Given problem:
Could you rewrite only the items from the line containing "Q: Point to every instance of the paved" through the last item, inclusive, swapping "column" for "pillar" and leaving everything else unchanged?

Material provided:
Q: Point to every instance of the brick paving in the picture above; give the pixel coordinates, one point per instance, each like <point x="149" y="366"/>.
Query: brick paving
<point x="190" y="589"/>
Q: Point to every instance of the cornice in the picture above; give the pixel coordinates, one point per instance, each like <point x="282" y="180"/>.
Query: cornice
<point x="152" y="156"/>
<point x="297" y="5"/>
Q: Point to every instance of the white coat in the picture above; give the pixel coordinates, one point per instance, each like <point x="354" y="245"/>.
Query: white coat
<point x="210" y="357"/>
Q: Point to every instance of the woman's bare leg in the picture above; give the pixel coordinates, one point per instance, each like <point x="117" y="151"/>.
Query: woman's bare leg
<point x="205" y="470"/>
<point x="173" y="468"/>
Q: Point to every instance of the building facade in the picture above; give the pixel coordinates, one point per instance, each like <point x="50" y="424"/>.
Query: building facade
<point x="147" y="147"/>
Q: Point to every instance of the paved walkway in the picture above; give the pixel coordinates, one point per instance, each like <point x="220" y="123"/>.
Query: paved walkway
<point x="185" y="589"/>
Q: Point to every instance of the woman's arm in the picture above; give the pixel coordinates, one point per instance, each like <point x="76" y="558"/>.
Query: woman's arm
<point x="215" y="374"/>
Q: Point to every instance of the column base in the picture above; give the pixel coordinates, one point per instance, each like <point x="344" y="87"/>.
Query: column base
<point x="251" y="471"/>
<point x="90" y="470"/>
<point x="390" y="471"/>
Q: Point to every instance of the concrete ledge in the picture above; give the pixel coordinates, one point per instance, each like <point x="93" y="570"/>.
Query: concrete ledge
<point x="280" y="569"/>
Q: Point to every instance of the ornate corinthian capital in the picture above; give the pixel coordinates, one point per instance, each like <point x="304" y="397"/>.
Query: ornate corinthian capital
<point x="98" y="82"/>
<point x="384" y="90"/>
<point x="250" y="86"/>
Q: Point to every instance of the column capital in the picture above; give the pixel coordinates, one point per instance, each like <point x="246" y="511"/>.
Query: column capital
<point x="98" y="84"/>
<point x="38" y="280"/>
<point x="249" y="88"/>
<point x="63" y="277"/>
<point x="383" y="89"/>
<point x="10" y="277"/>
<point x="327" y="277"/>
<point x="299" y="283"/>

Task result:
Q: Point to every instance of the paved walkway in the picture above; give the pixel coordinates, one point per instance, each like <point x="220" y="123"/>.
Query: paved walkway
<point x="185" y="589"/>
Q: Point to every instance of the woman's arm in the picture above; give the pixel coordinates, one point per instance, each like <point x="76" y="558"/>.
Query: woman's arm
<point x="215" y="374"/>
Q: Point to every instance of the pillar base in the picture above; give the pixel coordinates, one point per instance, each like <point x="344" y="87"/>.
Query: pillar base
<point x="251" y="471"/>
<point x="90" y="470"/>
<point x="390" y="471"/>
Q: Point to every instance of the concrete ledge in the picture above; give the pixel coordinates, one point per instance, each like <point x="93" y="570"/>.
Query: concrete ledge
<point x="280" y="569"/>
Q: Point to every instance of the ornate corinthian capital in the picture above; give the pixel coordinates, one point per instance, each like <point x="304" y="397"/>.
Query: ornate corinthian capital
<point x="98" y="82"/>
<point x="384" y="90"/>
<point x="250" y="86"/>
Q: Point to every instance of the pillar capital in the picture above; give the pixel coordinates, one point per instance, each like <point x="246" y="511"/>.
Query: pillar capital
<point x="98" y="84"/>
<point x="38" y="280"/>
<point x="249" y="88"/>
<point x="63" y="277"/>
<point x="383" y="89"/>
<point x="10" y="277"/>
<point x="327" y="277"/>
<point x="299" y="283"/>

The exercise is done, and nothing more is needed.